┌────────
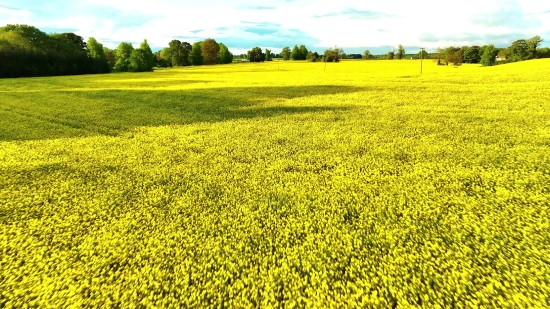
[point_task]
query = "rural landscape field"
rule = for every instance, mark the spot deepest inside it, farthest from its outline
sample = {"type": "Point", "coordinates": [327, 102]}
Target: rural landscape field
{"type": "Point", "coordinates": [271, 185]}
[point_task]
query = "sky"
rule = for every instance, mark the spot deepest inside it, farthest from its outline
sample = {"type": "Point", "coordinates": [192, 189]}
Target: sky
{"type": "Point", "coordinates": [354, 26]}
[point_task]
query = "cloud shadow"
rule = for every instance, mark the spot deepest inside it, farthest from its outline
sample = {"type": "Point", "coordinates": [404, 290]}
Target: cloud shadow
{"type": "Point", "coordinates": [87, 112]}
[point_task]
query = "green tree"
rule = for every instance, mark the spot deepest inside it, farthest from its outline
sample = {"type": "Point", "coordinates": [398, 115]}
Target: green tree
{"type": "Point", "coordinates": [312, 56]}
{"type": "Point", "coordinates": [35, 37]}
{"type": "Point", "coordinates": [152, 61]}
{"type": "Point", "coordinates": [534, 43]}
{"type": "Point", "coordinates": [166, 55]}
{"type": "Point", "coordinates": [303, 52]}
{"type": "Point", "coordinates": [179, 55]}
{"type": "Point", "coordinates": [295, 53]}
{"type": "Point", "coordinates": [95, 51]}
{"type": "Point", "coordinates": [140, 61]}
{"type": "Point", "coordinates": [196, 54]}
{"type": "Point", "coordinates": [489, 55]}
{"type": "Point", "coordinates": [123, 53]}
{"type": "Point", "coordinates": [543, 52]}
{"type": "Point", "coordinates": [519, 51]}
{"type": "Point", "coordinates": [366, 55]}
{"type": "Point", "coordinates": [333, 54]}
{"type": "Point", "coordinates": [111, 57]}
{"type": "Point", "coordinates": [210, 51]}
{"type": "Point", "coordinates": [225, 55]}
{"type": "Point", "coordinates": [400, 52]}
{"type": "Point", "coordinates": [472, 54]}
{"type": "Point", "coordinates": [285, 53]}
{"type": "Point", "coordinates": [256, 55]}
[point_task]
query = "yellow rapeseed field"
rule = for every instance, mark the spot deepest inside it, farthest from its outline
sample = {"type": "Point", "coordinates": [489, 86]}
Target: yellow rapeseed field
{"type": "Point", "coordinates": [278, 185]}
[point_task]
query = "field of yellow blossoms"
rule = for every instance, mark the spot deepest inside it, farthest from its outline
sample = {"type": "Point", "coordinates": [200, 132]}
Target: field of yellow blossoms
{"type": "Point", "coordinates": [358, 185]}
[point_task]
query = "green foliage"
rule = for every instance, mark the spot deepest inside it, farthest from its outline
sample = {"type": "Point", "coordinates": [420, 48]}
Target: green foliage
{"type": "Point", "coordinates": [243, 187]}
{"type": "Point", "coordinates": [534, 43]}
{"type": "Point", "coordinates": [268, 55]}
{"type": "Point", "coordinates": [123, 54]}
{"type": "Point", "coordinates": [110, 55]}
{"type": "Point", "coordinates": [400, 52]}
{"type": "Point", "coordinates": [313, 56]}
{"type": "Point", "coordinates": [196, 54]}
{"type": "Point", "coordinates": [285, 53]}
{"type": "Point", "coordinates": [225, 55]}
{"type": "Point", "coordinates": [151, 63]}
{"type": "Point", "coordinates": [256, 55]}
{"type": "Point", "coordinates": [367, 55]}
{"type": "Point", "coordinates": [303, 52]}
{"type": "Point", "coordinates": [210, 51]}
{"type": "Point", "coordinates": [472, 54]}
{"type": "Point", "coordinates": [489, 55]}
{"type": "Point", "coordinates": [295, 53]}
{"type": "Point", "coordinates": [519, 51]}
{"type": "Point", "coordinates": [27, 51]}
{"type": "Point", "coordinates": [333, 54]}
{"type": "Point", "coordinates": [178, 53]}
{"type": "Point", "coordinates": [140, 61]}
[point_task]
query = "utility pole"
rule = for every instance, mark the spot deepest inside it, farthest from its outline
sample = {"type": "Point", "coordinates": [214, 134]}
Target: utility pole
{"type": "Point", "coordinates": [421, 56]}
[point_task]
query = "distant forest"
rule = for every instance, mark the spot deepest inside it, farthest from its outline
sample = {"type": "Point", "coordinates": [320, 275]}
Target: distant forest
{"type": "Point", "coordinates": [25, 51]}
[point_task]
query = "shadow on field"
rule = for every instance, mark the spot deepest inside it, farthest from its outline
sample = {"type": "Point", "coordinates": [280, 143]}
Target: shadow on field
{"type": "Point", "coordinates": [62, 113]}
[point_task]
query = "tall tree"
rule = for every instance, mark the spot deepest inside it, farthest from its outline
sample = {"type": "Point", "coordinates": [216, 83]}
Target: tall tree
{"type": "Point", "coordinates": [366, 54]}
{"type": "Point", "coordinates": [225, 55]}
{"type": "Point", "coordinates": [123, 53]}
{"type": "Point", "coordinates": [295, 53]}
{"type": "Point", "coordinates": [312, 56]}
{"type": "Point", "coordinates": [177, 53]}
{"type": "Point", "coordinates": [256, 55]}
{"type": "Point", "coordinates": [210, 50]}
{"type": "Point", "coordinates": [489, 55]}
{"type": "Point", "coordinates": [140, 61]}
{"type": "Point", "coordinates": [196, 54]}
{"type": "Point", "coordinates": [186, 49]}
{"type": "Point", "coordinates": [533, 43]}
{"type": "Point", "coordinates": [423, 54]}
{"type": "Point", "coordinates": [35, 37]}
{"type": "Point", "coordinates": [75, 40]}
{"type": "Point", "coordinates": [400, 52]}
{"type": "Point", "coordinates": [145, 46]}
{"type": "Point", "coordinates": [303, 52]}
{"type": "Point", "coordinates": [472, 54]}
{"type": "Point", "coordinates": [166, 55]}
{"type": "Point", "coordinates": [285, 53]}
{"type": "Point", "coordinates": [519, 50]}
{"type": "Point", "coordinates": [95, 51]}
{"type": "Point", "coordinates": [333, 54]}
{"type": "Point", "coordinates": [268, 55]}
{"type": "Point", "coordinates": [111, 57]}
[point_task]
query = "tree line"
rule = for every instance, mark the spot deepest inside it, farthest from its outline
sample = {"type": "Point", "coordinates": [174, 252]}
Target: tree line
{"type": "Point", "coordinates": [487, 55]}
{"type": "Point", "coordinates": [207, 52]}
{"type": "Point", "coordinates": [256, 54]}
{"type": "Point", "coordinates": [25, 51]}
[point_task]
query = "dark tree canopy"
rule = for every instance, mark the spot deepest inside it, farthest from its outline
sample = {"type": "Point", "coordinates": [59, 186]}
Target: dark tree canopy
{"type": "Point", "coordinates": [196, 54]}
{"type": "Point", "coordinates": [285, 53]}
{"type": "Point", "coordinates": [210, 51]}
{"type": "Point", "coordinates": [256, 55]}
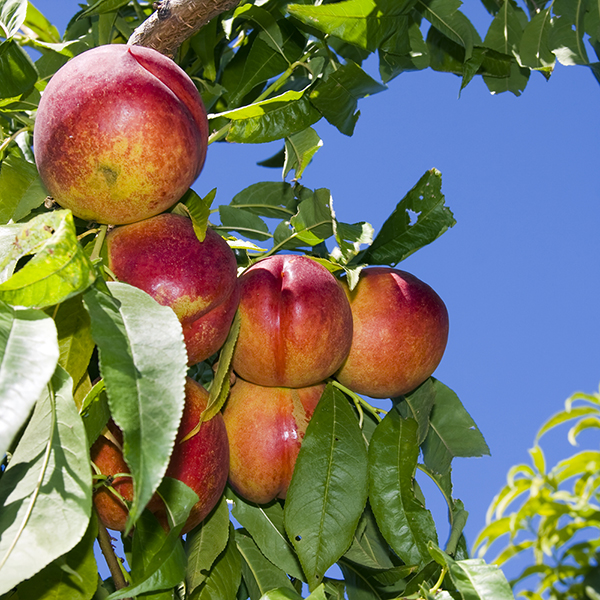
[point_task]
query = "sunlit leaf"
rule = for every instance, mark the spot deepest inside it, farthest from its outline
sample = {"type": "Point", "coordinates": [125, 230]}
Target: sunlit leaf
{"type": "Point", "coordinates": [204, 544]}
{"type": "Point", "coordinates": [336, 95]}
{"type": "Point", "coordinates": [265, 525]}
{"type": "Point", "coordinates": [404, 522]}
{"type": "Point", "coordinates": [260, 574]}
{"type": "Point", "coordinates": [329, 486]}
{"type": "Point", "coordinates": [17, 71]}
{"type": "Point", "coordinates": [144, 370]}
{"type": "Point", "coordinates": [21, 188]}
{"type": "Point", "coordinates": [452, 431]}
{"type": "Point", "coordinates": [399, 236]}
{"type": "Point", "coordinates": [28, 356]}
{"type": "Point", "coordinates": [47, 487]}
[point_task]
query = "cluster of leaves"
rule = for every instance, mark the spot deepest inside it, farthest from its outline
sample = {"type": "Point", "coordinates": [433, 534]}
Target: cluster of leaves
{"type": "Point", "coordinates": [552, 514]}
{"type": "Point", "coordinates": [76, 350]}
└────────
__Task to carry out__:
Restate every record exactly, please; do not copy the pictures.

__Exercise result__:
[point_task]
query = "rural landscape field"
rule = for every instance, mark the spot deepest inside it, farthest from its outline
sample = {"type": "Point", "coordinates": [327, 102]}
Target: rural landscape field
{"type": "Point", "coordinates": [271, 185]}
[point_task]
query = "sky"
rule = for every instance, mark the spot deepest inside it, farthest from its outline
sample = {"type": "Point", "coordinates": [192, 189]}
Target: sky
{"type": "Point", "coordinates": [354, 26]}
[point_task]
query = "cloud shadow"
rule = for every instance, mark the spot deepest inside it, farthest from its outline
sample = {"type": "Point", "coordinates": [404, 290]}
Target: cloud shadow
{"type": "Point", "coordinates": [87, 112]}
[point_task]
query = "green tree"
rule = for every instance, mark the spot deepest inside it, farthest from its outline
sample = {"type": "Point", "coordinates": [398, 115]}
Target: green tree
{"type": "Point", "coordinates": [312, 56]}
{"type": "Point", "coordinates": [35, 37]}
{"type": "Point", "coordinates": [152, 61]}
{"type": "Point", "coordinates": [534, 43]}
{"type": "Point", "coordinates": [166, 55]}
{"type": "Point", "coordinates": [303, 52]}
{"type": "Point", "coordinates": [179, 55]}
{"type": "Point", "coordinates": [295, 53]}
{"type": "Point", "coordinates": [95, 51]}
{"type": "Point", "coordinates": [140, 61]}
{"type": "Point", "coordinates": [196, 54]}
{"type": "Point", "coordinates": [489, 55]}
{"type": "Point", "coordinates": [123, 53]}
{"type": "Point", "coordinates": [543, 52]}
{"type": "Point", "coordinates": [519, 51]}
{"type": "Point", "coordinates": [366, 55]}
{"type": "Point", "coordinates": [333, 54]}
{"type": "Point", "coordinates": [111, 57]}
{"type": "Point", "coordinates": [210, 51]}
{"type": "Point", "coordinates": [225, 55]}
{"type": "Point", "coordinates": [400, 52]}
{"type": "Point", "coordinates": [472, 54]}
{"type": "Point", "coordinates": [285, 53]}
{"type": "Point", "coordinates": [256, 55]}
[point_task]
query = "yellow rapeseed field"
rule = for every instance, mark the spot deepest inside it, farthest from its outline
sample = {"type": "Point", "coordinates": [489, 86]}
Target: yellow rapeseed field
{"type": "Point", "coordinates": [278, 185]}
[point_task]
query = "field of yellow blossoms"
rule = for every instance, mark the spot deepest inside it, farthest from its outline
sample = {"type": "Point", "coordinates": [200, 132]}
Target: field of yellow blossoms
{"type": "Point", "coordinates": [358, 185]}
[point_task]
query = "green foliage"
rule = for every instance, mark the spot deepest inside it, farthest from its outline
sample = {"type": "Point", "coordinates": [420, 48]}
Target: green foliage
{"type": "Point", "coordinates": [243, 187]}
{"type": "Point", "coordinates": [534, 43]}
{"type": "Point", "coordinates": [268, 55]}
{"type": "Point", "coordinates": [123, 54]}
{"type": "Point", "coordinates": [110, 55]}
{"type": "Point", "coordinates": [400, 52]}
{"type": "Point", "coordinates": [313, 56]}
{"type": "Point", "coordinates": [196, 54]}
{"type": "Point", "coordinates": [285, 53]}
{"type": "Point", "coordinates": [225, 55]}
{"type": "Point", "coordinates": [151, 63]}
{"type": "Point", "coordinates": [256, 55]}
{"type": "Point", "coordinates": [367, 55]}
{"type": "Point", "coordinates": [303, 52]}
{"type": "Point", "coordinates": [210, 51]}
{"type": "Point", "coordinates": [472, 54]}
{"type": "Point", "coordinates": [489, 55]}
{"type": "Point", "coordinates": [295, 53]}
{"type": "Point", "coordinates": [519, 51]}
{"type": "Point", "coordinates": [27, 51]}
{"type": "Point", "coordinates": [333, 54]}
{"type": "Point", "coordinates": [178, 53]}
{"type": "Point", "coordinates": [140, 61]}
[point_task]
query = "utility pole"
rule = for every instance, mark the spot deepest inside it, farthest from its outline
sample = {"type": "Point", "coordinates": [214, 134]}
Target: utility pole
{"type": "Point", "coordinates": [421, 56]}
[point_task]
query = "distant forest"
rule = for every instance, mark the spot deepest inside it, farthest from its outline
sample = {"type": "Point", "coordinates": [320, 275]}
Target: distant forest
{"type": "Point", "coordinates": [25, 51]}
[point_task]
query = "shadow on field"
rule = for every instance, mark the spot deepest inside it, farthest from its outline
sample = {"type": "Point", "coordinates": [280, 143]}
Target: shadow on field
{"type": "Point", "coordinates": [62, 113]}
[point_task]
query = "tall tree"
rule = for every instance, mark the spot deepest inside it, farthest from its outline
sample = {"type": "Point", "coordinates": [216, 83]}
Target: tall tree
{"type": "Point", "coordinates": [366, 54]}
{"type": "Point", "coordinates": [225, 55]}
{"type": "Point", "coordinates": [123, 53]}
{"type": "Point", "coordinates": [295, 53]}
{"type": "Point", "coordinates": [312, 56]}
{"type": "Point", "coordinates": [177, 53]}
{"type": "Point", "coordinates": [256, 55]}
{"type": "Point", "coordinates": [210, 50]}
{"type": "Point", "coordinates": [489, 55]}
{"type": "Point", "coordinates": [140, 61]}
{"type": "Point", "coordinates": [196, 54]}
{"type": "Point", "coordinates": [186, 49]}
{"type": "Point", "coordinates": [533, 43]}
{"type": "Point", "coordinates": [423, 54]}
{"type": "Point", "coordinates": [35, 37]}
{"type": "Point", "coordinates": [75, 40]}
{"type": "Point", "coordinates": [400, 52]}
{"type": "Point", "coordinates": [145, 46]}
{"type": "Point", "coordinates": [303, 52]}
{"type": "Point", "coordinates": [472, 54]}
{"type": "Point", "coordinates": [166, 55]}
{"type": "Point", "coordinates": [285, 53]}
{"type": "Point", "coordinates": [519, 50]}
{"type": "Point", "coordinates": [95, 51]}
{"type": "Point", "coordinates": [333, 54]}
{"type": "Point", "coordinates": [268, 55]}
{"type": "Point", "coordinates": [111, 57]}
[point_task]
query = "tree line"
rule = for every instance, mark the spot deepest inside it, farthest from its outline
sample = {"type": "Point", "coordinates": [174, 252]}
Target: tree line
{"type": "Point", "coordinates": [487, 55]}
{"type": "Point", "coordinates": [207, 52]}
{"type": "Point", "coordinates": [256, 54]}
{"type": "Point", "coordinates": [25, 51]}
[point_task]
query = "dark tree canopy"
rule = for every instance, mark the spot deepest inside it, farthest from its outline
sample = {"type": "Point", "coordinates": [59, 186]}
Target: dark tree canopy
{"type": "Point", "coordinates": [196, 54]}
{"type": "Point", "coordinates": [285, 53]}
{"type": "Point", "coordinates": [210, 51]}
{"type": "Point", "coordinates": [256, 55]}
[point_task]
query = "sunlit leaf"
rule = for every instance, mark the spot deepest inside it, farthest from its outline
sample = {"type": "Point", "coordinates": [125, 230]}
Target: sunlit leaf
{"type": "Point", "coordinates": [204, 544]}
{"type": "Point", "coordinates": [336, 95]}
{"type": "Point", "coordinates": [265, 525]}
{"type": "Point", "coordinates": [404, 522]}
{"type": "Point", "coordinates": [260, 574]}
{"type": "Point", "coordinates": [329, 486]}
{"type": "Point", "coordinates": [17, 71]}
{"type": "Point", "coordinates": [144, 370]}
{"type": "Point", "coordinates": [21, 188]}
{"type": "Point", "coordinates": [452, 431]}
{"type": "Point", "coordinates": [399, 236]}
{"type": "Point", "coordinates": [28, 356]}
{"type": "Point", "coordinates": [47, 487]}
[point_task]
query = "cluster of leaves"
rule = for every instance, mark the spot deepest inside it, farthest from its outline
sample = {"type": "Point", "coordinates": [433, 534]}
Target: cluster of leaves
{"type": "Point", "coordinates": [552, 514]}
{"type": "Point", "coordinates": [76, 350]}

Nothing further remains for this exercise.